PASSAGE GIVEN:
/---

# Worst dial mods ever



## Roy (Feb 23, 2003)

Why would you 

http://www.ebay.co.uk/itm/272107015733

http://www.ebay.co.uk/itm/272117414372


----------



## ColdZero (May 25, 2015)

Some one needs a moment of clarity... :wacko:


----------



## Nigelp (Jan 28, 2015)

they remind me of those paintings by dali


----------



## Guest (Jan 29, 2016)

the first is to order :scared:

the second............. A lot of meticulous work and details have gone through this watch. by bubbles the chimp :laugh:

i reckon Helen Keller is the manager


----------



## AVO (Nov 18, 2012)

Look on the positive side - they are only Seiko divers!


----------



## Guest (Jan 29, 2016)

AVO said:


> Look on the positive side - they are only Seiko divers!


 :scared:


----------



## kevkojak (May 14, 2009)

AVO said:


> Look on the positive side - they are only Seiko divers!


 BURN HIIIMMMM!!! :biggrin:

Eugh, that "shark tooth" thing does have a hint of the Citizen Orca about it but...well. :thumbdown:


----------



## davethepitch (Jan 7, 2016)

Definitely not my taste.


----------



## fastmongrel (Aug 12, 2013)

A £100 watch that has had a lot of money thrown at it and is now worth less than when they started.


----------



## vinbo (Mar 9, 2011)

The sad thing is someone will buy it


----------



## Mutley (Apr 17, 2007)

Thanks Roy, why did I click on the first link :sadwalk:


----------



## Mr Levity (Feb 24, 2013)

Nigelp said:


> they remind me of those paintings by dali


 Dials by Dali :wacko:










Dial designs made using the finest Tippex made.


----------



## fastmongrel (Aug 12, 2013)

Mutley said:


> Thanks Roy, why did I click on the first link :sadwalk:


 Its the same when somethings hot. You know its hot, you know its not going to end well but you cant resist the urge to check.


----------



## IAmATeaf (Dec 4, 2011)

The first for some reason reminds me of a snow globe, wonder if you shook it the numbers would move around


----------



## Thomasr (Oct 11, 2011)

i think the watch from earlier in the week should feature

445386537.jpg


----------



## hughlle (Aug 23, 2015)

To be fair I've seen some members watches that look worse than the second one :tongue:


----------



## Guest (Jan 30, 2016)

hughlle said:


> To be fair I've seen some members watches that look worse than the second one :tongue:


 there cant be many 

if you look at the dials you can see they have used stencils cut out with a craft knife, no quality control there


----------



## hughlle (Aug 23, 2015)

Bruce said:


> there cant be many
> 
> if you look at the dials you can see they have used stencils cut out with a craft knife, no quality control there


 Indeed, and yet it is still nicer than some I see that were factory designed to look as they do. But you are right, it's not many (and I'm only talking about the second link, not the first).

And at the end of the day, it's nothing but a bunch of watch enthusiasts opinions, just because we can't accept it, doesn't mean it wont be perfectly acceptible to someone (maybe not the price, but that isn't what the thread is about). If I was a fisherman on a trawler my watch could be covered in bird crap for lume and I wouldn't care.


----------



## fastmongrel (Aug 12, 2013)

\---

ENTRIES:
/---

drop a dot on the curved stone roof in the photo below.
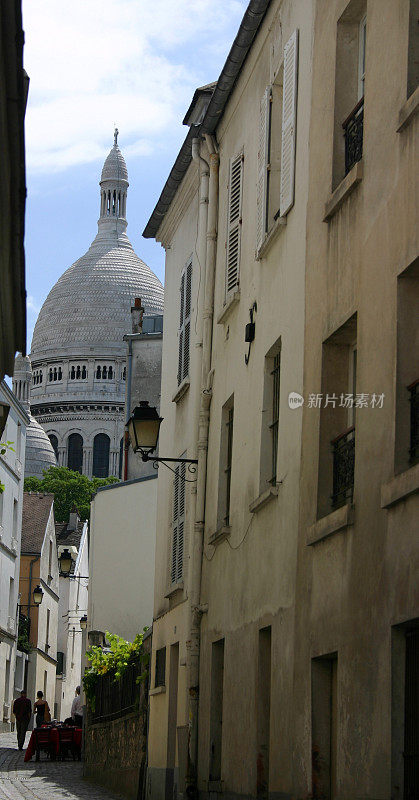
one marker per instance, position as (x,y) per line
(90,304)
(39,454)
(114,168)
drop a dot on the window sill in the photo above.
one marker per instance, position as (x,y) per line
(231,302)
(270,237)
(345,188)
(335,522)
(176,587)
(263,499)
(157,690)
(181,390)
(408,110)
(220,535)
(400,487)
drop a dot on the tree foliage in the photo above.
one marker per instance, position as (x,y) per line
(69,489)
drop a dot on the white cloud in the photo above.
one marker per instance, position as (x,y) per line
(133,62)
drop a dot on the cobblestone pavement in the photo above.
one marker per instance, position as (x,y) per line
(43,780)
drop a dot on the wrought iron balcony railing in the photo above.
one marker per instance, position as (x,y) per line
(343,449)
(353,131)
(414,421)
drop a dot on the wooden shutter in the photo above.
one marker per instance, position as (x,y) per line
(289,116)
(178,526)
(184,322)
(264,132)
(234,223)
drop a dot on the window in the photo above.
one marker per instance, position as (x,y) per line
(405,710)
(226,457)
(407,380)
(263,713)
(178,524)
(54,441)
(349,89)
(337,419)
(184,322)
(270,417)
(101,447)
(75,452)
(234,222)
(47,631)
(324,721)
(216,709)
(413,48)
(160,673)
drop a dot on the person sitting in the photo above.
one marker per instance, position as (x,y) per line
(77,709)
(41,709)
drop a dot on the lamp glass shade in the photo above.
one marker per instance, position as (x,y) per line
(144,427)
(37,595)
(65,561)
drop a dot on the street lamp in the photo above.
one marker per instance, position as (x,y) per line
(143,428)
(65,562)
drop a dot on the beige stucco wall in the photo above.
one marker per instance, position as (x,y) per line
(360,581)
(122,528)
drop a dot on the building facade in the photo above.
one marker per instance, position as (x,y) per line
(355,702)
(78,354)
(73,593)
(12,467)
(39,566)
(286,607)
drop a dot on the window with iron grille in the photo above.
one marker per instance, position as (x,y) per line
(184,322)
(178,525)
(160,674)
(234,221)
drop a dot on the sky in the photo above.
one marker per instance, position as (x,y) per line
(94,64)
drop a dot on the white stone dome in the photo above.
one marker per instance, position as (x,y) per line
(39,454)
(90,305)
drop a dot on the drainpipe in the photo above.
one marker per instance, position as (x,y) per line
(34,560)
(195,611)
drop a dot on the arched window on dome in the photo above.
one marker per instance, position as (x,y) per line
(75,452)
(101,447)
(121,457)
(54,441)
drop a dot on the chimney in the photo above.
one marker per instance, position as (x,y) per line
(137,312)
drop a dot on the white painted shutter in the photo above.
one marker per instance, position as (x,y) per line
(178,525)
(289,117)
(184,323)
(234,223)
(264,120)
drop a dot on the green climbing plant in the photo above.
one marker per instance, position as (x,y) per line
(113,660)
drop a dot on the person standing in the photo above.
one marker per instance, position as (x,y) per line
(41,709)
(77,709)
(22,709)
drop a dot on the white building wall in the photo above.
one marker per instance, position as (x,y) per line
(122,543)
(12,465)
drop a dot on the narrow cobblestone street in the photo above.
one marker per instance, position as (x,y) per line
(45,780)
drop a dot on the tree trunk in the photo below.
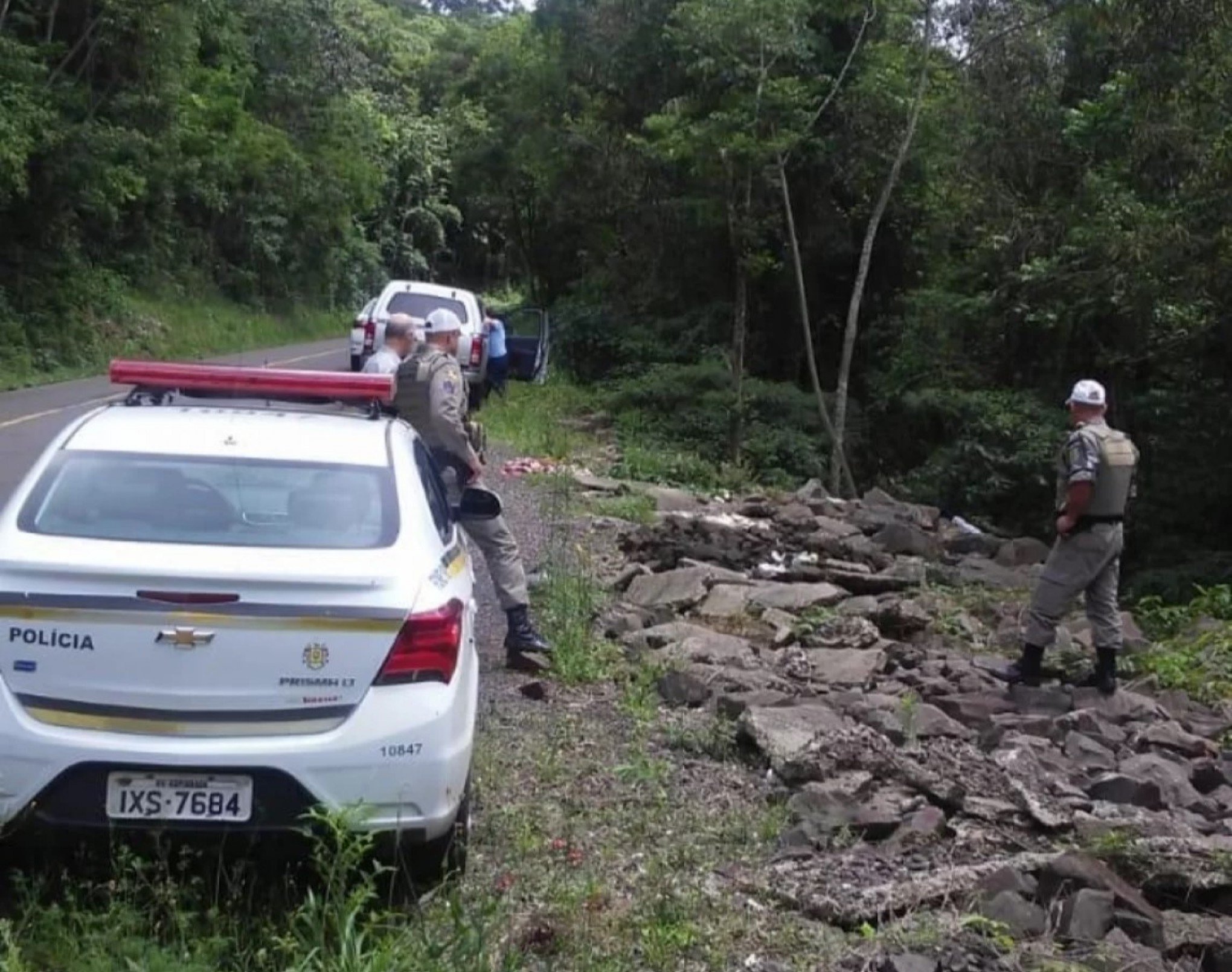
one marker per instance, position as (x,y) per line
(870,236)
(740,329)
(803,297)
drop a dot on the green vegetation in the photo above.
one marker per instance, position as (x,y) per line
(1059,212)
(1193,643)
(174,327)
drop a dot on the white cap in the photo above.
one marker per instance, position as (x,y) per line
(443,322)
(1087,392)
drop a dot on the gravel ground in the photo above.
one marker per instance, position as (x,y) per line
(524,512)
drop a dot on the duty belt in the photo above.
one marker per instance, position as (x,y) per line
(1087,523)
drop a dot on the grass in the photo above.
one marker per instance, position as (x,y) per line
(172,327)
(541,420)
(1193,643)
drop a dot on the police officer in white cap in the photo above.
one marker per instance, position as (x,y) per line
(433,397)
(1094,486)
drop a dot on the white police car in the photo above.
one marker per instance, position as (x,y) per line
(220,614)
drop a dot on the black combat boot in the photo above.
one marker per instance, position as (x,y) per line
(525,648)
(1103,677)
(1028,671)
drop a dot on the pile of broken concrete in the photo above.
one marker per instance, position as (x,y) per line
(914,779)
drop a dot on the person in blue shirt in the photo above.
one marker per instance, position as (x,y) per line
(498,354)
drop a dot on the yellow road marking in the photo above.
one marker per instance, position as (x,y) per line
(43,414)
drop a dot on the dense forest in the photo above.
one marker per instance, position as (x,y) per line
(970,202)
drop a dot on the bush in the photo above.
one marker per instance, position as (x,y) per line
(1193,647)
(975,454)
(689,408)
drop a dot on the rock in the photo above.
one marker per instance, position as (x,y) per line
(1140,929)
(621,621)
(1210,775)
(1091,724)
(1089,755)
(845,666)
(598,483)
(784,736)
(1117,788)
(1079,870)
(1022,552)
(829,812)
(1042,699)
(901,619)
(843,632)
(672,500)
(905,573)
(683,689)
(627,576)
(1023,918)
(1119,954)
(1171,736)
(863,607)
(975,709)
(879,497)
(713,649)
(812,491)
(1196,934)
(725,600)
(902,539)
(733,705)
(674,632)
(1171,777)
(976,571)
(1087,916)
(931,723)
(797,597)
(925,823)
(835,529)
(910,962)
(1123,706)
(1007,879)
(676,589)
(798,515)
(961,544)
(717,575)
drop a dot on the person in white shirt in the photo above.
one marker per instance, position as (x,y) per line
(398,344)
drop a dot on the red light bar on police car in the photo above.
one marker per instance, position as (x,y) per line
(253,382)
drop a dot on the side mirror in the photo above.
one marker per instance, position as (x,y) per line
(478,504)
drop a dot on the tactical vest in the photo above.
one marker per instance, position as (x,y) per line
(1114,477)
(413,398)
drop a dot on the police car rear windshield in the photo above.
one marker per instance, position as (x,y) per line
(219,502)
(419,306)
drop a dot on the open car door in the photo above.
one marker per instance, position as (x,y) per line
(527,336)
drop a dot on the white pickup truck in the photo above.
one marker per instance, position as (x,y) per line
(527,330)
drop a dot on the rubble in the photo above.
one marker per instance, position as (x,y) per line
(913,777)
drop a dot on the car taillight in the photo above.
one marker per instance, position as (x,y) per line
(477,350)
(426,647)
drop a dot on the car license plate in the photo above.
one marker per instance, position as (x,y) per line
(164,796)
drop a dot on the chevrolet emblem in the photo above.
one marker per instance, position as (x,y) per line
(184,637)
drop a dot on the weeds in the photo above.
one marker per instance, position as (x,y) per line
(147,326)
(1193,648)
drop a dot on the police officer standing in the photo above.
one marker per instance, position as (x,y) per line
(432,394)
(1094,486)
(399,339)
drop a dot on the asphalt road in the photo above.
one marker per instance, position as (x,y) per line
(30,418)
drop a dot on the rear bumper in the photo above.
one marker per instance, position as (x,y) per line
(401,762)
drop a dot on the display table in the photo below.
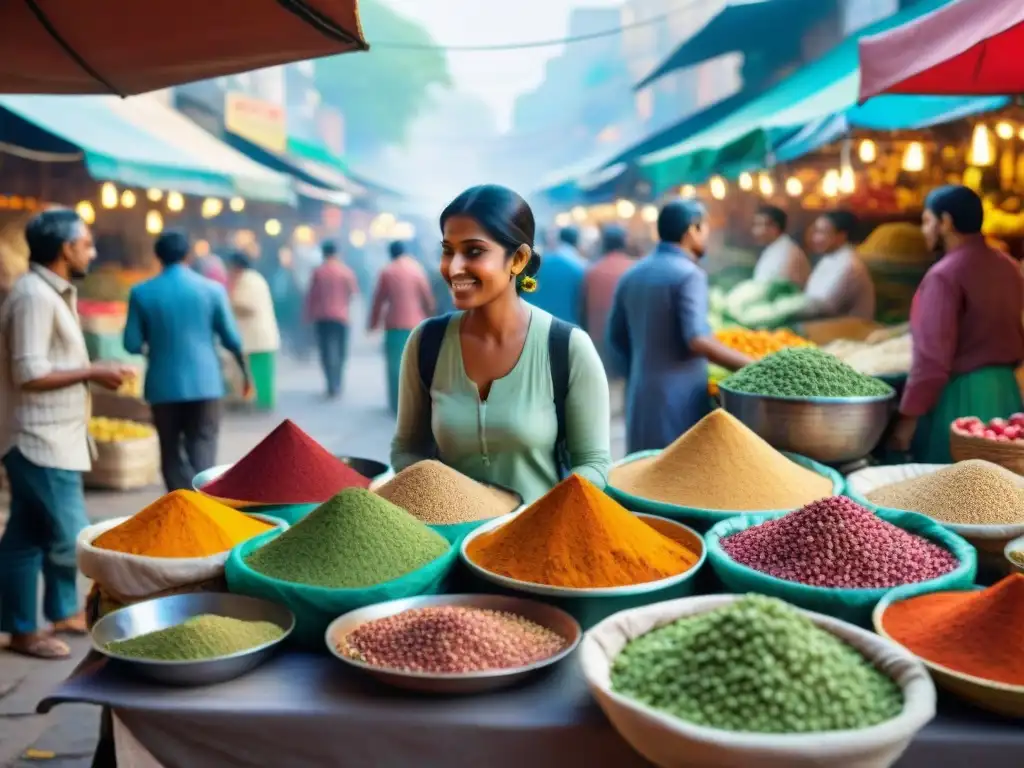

\---

TASKS FOR THIS EXERCISE:
**A)** Edit the part of the thread on dial mods that opens with the words "the first is" and closes with "(Nov 18, 2012)", putting "careful" in place of "meticulous".
**B)** In the thread on dial mods, what can be seen from the dials to have been used in making them?

FINAL ANSWERS:
**A)**
the first is to order :scared:

the second............. A lot of careful work and details have gone through this watch. by bubbles the chimp :laugh:

i reckon Helen Keller is the manager


----------



## AVO (Nov 18, 2012)

**B)** Stencils cut out with a craft knife.